> PROBLEM DESCRIPTION
Nothing in the data should be left out, so repeat it all exactly.

[Text-to-region grounding data]
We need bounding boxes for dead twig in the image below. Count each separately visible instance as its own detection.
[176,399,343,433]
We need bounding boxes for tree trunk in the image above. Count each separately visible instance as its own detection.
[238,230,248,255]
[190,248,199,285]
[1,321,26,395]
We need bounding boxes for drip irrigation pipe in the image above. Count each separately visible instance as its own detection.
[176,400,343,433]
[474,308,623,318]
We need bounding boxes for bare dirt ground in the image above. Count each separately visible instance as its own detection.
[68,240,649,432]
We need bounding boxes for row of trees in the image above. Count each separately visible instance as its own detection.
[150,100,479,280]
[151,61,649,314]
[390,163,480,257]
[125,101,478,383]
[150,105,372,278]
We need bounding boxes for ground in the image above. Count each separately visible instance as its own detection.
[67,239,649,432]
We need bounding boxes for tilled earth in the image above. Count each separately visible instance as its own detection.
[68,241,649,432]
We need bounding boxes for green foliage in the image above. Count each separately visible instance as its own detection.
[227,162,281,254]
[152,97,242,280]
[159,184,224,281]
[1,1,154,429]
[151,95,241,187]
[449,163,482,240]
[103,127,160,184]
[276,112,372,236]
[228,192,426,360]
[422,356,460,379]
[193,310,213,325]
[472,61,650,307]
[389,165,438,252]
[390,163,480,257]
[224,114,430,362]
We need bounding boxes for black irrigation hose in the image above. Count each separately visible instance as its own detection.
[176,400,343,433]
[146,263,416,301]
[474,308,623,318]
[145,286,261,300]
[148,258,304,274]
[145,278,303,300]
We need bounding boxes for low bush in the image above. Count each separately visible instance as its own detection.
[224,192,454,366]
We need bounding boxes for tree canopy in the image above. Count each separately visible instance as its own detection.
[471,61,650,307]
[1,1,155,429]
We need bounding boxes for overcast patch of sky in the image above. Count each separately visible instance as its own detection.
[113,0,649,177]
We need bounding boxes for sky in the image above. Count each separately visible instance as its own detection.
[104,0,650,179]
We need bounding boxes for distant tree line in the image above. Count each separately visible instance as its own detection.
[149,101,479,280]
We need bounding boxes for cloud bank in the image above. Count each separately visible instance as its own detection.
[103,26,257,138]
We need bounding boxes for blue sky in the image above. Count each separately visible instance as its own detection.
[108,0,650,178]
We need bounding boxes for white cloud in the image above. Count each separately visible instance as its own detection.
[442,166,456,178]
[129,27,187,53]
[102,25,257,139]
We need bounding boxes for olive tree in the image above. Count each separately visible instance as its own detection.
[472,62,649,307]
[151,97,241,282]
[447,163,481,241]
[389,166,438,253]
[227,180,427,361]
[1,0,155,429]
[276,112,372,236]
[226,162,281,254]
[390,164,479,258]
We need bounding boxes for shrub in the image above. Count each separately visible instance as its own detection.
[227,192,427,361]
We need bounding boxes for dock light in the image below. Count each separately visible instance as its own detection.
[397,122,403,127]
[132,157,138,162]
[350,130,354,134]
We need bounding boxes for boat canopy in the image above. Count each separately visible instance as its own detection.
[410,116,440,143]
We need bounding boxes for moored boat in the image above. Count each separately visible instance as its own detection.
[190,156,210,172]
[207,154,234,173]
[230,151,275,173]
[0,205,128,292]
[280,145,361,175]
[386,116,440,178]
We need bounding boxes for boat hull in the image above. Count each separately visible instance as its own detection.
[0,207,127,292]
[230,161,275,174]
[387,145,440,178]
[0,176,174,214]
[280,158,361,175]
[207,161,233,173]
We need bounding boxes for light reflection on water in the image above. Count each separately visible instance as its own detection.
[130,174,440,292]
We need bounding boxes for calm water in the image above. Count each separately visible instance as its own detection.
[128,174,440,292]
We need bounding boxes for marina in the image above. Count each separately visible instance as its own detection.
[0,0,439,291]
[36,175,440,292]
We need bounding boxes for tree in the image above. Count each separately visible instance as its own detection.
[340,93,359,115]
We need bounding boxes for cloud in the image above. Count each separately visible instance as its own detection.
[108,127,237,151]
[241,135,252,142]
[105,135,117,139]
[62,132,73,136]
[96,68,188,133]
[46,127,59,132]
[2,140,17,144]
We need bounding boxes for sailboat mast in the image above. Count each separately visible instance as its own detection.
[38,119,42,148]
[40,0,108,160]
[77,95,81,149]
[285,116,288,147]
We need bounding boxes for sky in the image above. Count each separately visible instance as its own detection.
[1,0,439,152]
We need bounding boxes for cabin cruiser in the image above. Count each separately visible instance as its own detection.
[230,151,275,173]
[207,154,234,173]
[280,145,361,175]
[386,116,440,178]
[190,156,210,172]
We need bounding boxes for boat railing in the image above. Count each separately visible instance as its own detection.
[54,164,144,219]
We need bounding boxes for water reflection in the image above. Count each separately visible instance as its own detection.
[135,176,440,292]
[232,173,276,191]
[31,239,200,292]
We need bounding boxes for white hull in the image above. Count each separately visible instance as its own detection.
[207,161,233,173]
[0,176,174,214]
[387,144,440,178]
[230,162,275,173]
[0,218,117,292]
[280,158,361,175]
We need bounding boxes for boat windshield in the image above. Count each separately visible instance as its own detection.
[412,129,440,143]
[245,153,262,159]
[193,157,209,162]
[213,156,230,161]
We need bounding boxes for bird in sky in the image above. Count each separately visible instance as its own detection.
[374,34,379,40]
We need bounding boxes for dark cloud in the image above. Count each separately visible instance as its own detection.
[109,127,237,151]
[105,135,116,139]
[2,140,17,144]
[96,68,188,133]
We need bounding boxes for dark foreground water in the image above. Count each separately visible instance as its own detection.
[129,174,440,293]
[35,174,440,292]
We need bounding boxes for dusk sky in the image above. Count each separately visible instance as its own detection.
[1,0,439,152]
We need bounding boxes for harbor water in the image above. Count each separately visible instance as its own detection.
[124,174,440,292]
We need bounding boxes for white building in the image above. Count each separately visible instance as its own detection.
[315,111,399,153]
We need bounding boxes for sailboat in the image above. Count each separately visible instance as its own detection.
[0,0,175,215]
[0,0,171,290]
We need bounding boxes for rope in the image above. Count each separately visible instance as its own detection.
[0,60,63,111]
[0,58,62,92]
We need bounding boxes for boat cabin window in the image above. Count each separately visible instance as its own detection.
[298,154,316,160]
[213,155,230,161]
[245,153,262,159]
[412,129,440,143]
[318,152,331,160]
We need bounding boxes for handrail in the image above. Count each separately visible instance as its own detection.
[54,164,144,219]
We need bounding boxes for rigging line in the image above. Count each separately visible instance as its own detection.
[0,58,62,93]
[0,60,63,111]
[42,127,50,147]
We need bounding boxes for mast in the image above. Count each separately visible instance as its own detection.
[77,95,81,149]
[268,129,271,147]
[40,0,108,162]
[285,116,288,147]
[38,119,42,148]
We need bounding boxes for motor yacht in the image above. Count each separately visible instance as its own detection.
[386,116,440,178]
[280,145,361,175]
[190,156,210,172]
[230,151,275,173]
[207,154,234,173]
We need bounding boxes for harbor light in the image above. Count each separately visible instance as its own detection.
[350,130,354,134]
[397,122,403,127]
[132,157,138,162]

> WRITTEN REPLY
We need bounding boxes for dead twig in the image below. Count each separately visible instance as its own detection.
[176,399,343,433]
We need bounding boxes for tree trunk in the image above. Count each separately visible instance as its own detection.
[238,230,248,255]
[190,248,199,285]
[1,321,26,395]
We need bounding boxes for drip irrigation pipe in the image above. Count each separately visible instance as its own detection.
[176,400,343,433]
[474,308,623,318]
We need bounding boxes for bare dirt ground in the image above. Count each separately visible instance as its own detection.
[68,240,649,432]
We need bounding boxes for row of trees in the image above. Count each separately visible instance as its own detection.
[150,100,479,280]
[151,61,649,314]
[390,163,480,257]
[125,101,478,383]
[150,105,372,278]
We need bounding boxes for ground in the image above. Count each separately visible instance as its own detection.
[67,239,649,432]
We need bounding boxes for tilled earth in the image above. Count each separately visible instance as its own detection.
[68,241,649,432]
We need bounding boxes for green foliage in the image above. Count each separately visible instance as its own detection.
[227,162,281,254]
[152,97,242,280]
[159,184,224,281]
[1,1,154,429]
[151,95,241,187]
[449,163,482,240]
[103,127,160,184]
[276,112,372,236]
[228,192,426,360]
[422,356,460,379]
[193,310,213,325]
[472,61,650,307]
[389,165,438,252]
[390,163,480,257]
[224,114,430,362]
We need bounding boxes for black irrigation hose in the image above. Count each separately visible instance as its own detection.
[176,400,343,433]
[146,263,416,301]
[474,308,623,318]
[145,286,261,300]
[148,258,304,274]
[145,278,303,300]
We need bounding boxes for low bush in the image above. Count each separately visible instance as its own detection.
[224,192,454,366]
We need bounding boxes for tree canopy in the image above. Count each separately visible instance as its own detection.
[471,61,650,307]
[1,1,155,429]
We need bounding boxes for overcast patch of sky in the image above. Count each separately visible instance as its own detection.
[113,0,649,177]
We need bounding boxes for sky in the image above. Count each separately visible instance as its own detection.
[104,0,650,179]
We need bounding boxes for distant tree line in the image above. Count each separately visible instance as its own detection.
[149,101,479,280]
We need bounding boxes for cloud bank in the image above. Count each separately visible instance as its own detection.
[103,26,257,138]
We need bounding boxes for blue sky in the image above. Count each separately visible instance as its own detection.
[108,0,650,178]
We need bounding boxes for white cloud in the image above. Count each separately visible instance as its own detection.
[442,166,456,178]
[129,27,187,53]
[102,25,257,139]
We need bounding boxes for olive tree in the image above. Count each separately visible instance as its own detection.
[472,62,649,307]
[151,97,241,282]
[447,163,481,241]
[389,166,438,253]
[227,180,427,361]
[1,0,155,429]
[276,112,372,236]
[226,162,281,254]
[390,164,479,258]
We need bounding boxes for shrub in the image above. Count each separately visible instance as its own detection.
[227,192,427,361]
We need bounding boxes for dock light in the image below. Count each separately visible instance as its own detection.
[397,122,403,127]
[132,157,138,162]
[350,130,354,134]
We need bounding boxes for boat canopy in the image above. Count each separately visible instance as its own detection.
[410,116,440,143]
We need bounding boxes for moored boat in the image above. Count each separately visible instance as its own detection.
[190,156,210,172]
[207,154,234,173]
[230,151,275,173]
[0,205,128,292]
[280,145,361,175]
[386,116,440,178]
We need bounding boxes for boat hull in the image above. Count each separately visible instance as its own detection.
[0,207,127,292]
[230,161,275,174]
[387,145,440,178]
[0,176,174,214]
[280,158,361,175]
[207,161,233,173]
We need bounding boxes for light reflection on water in the image above. Count each separately visible instance as its own detection.
[130,174,440,292]
We need bounding boxes for calm water in the image above. Count each separately visible instance as its own detection.
[128,174,440,292]
We need bounding boxes for marina in the image above. Count each separately visible instance as its own detection.
[0,0,439,291]
[36,175,440,292]
We need bounding boxes for tree in the image above. Count each separately visible instance as its own detection.
[340,93,359,115]
We need bounding boxes for cloud in the image above. Count each separately visible instance as its own detection.
[108,127,237,151]
[241,135,252,142]
[105,135,117,139]
[62,132,73,136]
[96,68,188,133]
[46,127,59,132]
[2,140,17,144]
We need bounding boxes for sailboat mast in the image above. Count each separately visible instance as its own detection.
[38,119,42,148]
[40,0,108,160]
[77,95,81,149]
[285,116,288,147]
We need bounding boxes for sky in the image above. Count each separately visible instance as its own detection.
[1,0,439,152]
We need bounding boxes for cabin cruiser in the image above. Count each separately visible instance as its own detection.
[230,151,275,173]
[207,154,234,173]
[280,145,361,175]
[386,116,440,178]
[190,156,210,172]
We need bounding boxes for boat railing in the image above. Count each separately visible instance as its own detection.
[54,164,144,219]
We need bounding boxes for water reflection in the image above. Count each separately visible instance as its own detection.
[135,176,440,292]
[232,173,276,191]
[31,239,200,292]
We need bounding boxes for white hull in the image above. Count each separately visible instance as its own detection.
[207,161,233,173]
[0,176,174,214]
[387,144,440,178]
[230,162,275,173]
[0,218,117,292]
[280,158,361,175]
We need bounding boxes for boat windshield in the image above. Count each separately visible instance as its own detection.
[412,129,440,143]
[245,153,262,159]
[193,157,209,162]
[213,156,230,161]
We need bounding boxes for bird in sky in the image above. Count each separately visible instance as its own detection.
[374,34,379,40]
We need bounding boxes for dark cloud in the image above. Count each separately visible instance as its own detection.
[109,127,237,151]
[105,135,116,139]
[2,140,17,144]
[96,68,188,133]
We need bounding boxes for dark foreground water in the image above. Count each separately visible instance as its own detection.
[129,174,440,293]
[35,174,440,292]
We need bounding boxes for dusk sky in the image above. Count each separately visible instance as its own detection.
[1,0,439,152]
We need bounding boxes for harbor water in the image above. Count each separately visible instance as its own detection.
[124,174,440,292]
We need bounding boxes for white building in the image above. Count each separately visible instance as its own detection.
[315,111,399,153]
We need bounding boxes for sailboat in the image above. Count each separately visible instance as its own detection.
[0,0,175,215]
[0,0,171,290]
We need bounding boxes for rope in the image above. Count each separately visible instance as its own detection.
[0,60,63,111]
[0,58,62,92]
We need bounding boxes for boat cabin window in the image above. Count each separately visible instance as its own detection.
[298,154,316,160]
[213,155,230,161]
[245,153,262,159]
[412,129,440,143]
[318,152,331,160]
We need bounding boxes for handrail in the image above. Count each separately visible instance as its own detection.
[54,164,144,219]
We need bounding boxes for rigging line in the image above. Count each separately visible instance as its own detection.
[0,58,62,93]
[0,60,63,111]
[42,127,50,147]
We need bounding boxes for mast in the image above. Count each separately visible instance as its own detection.
[77,95,81,149]
[268,129,271,147]
[40,0,108,162]
[285,116,288,147]
[38,119,42,148]
We need bounding boxes for motor yacht in the image above. Count each separately visible instance as its own detection.
[386,116,440,178]
[280,145,361,175]
[190,156,210,172]
[230,151,275,173]
[207,154,234,173]
We need bounding boxes for harbor light in the image above. Count each separately visible instance as its own detection.
[350,130,354,134]
[397,122,403,127]
[132,157,138,162]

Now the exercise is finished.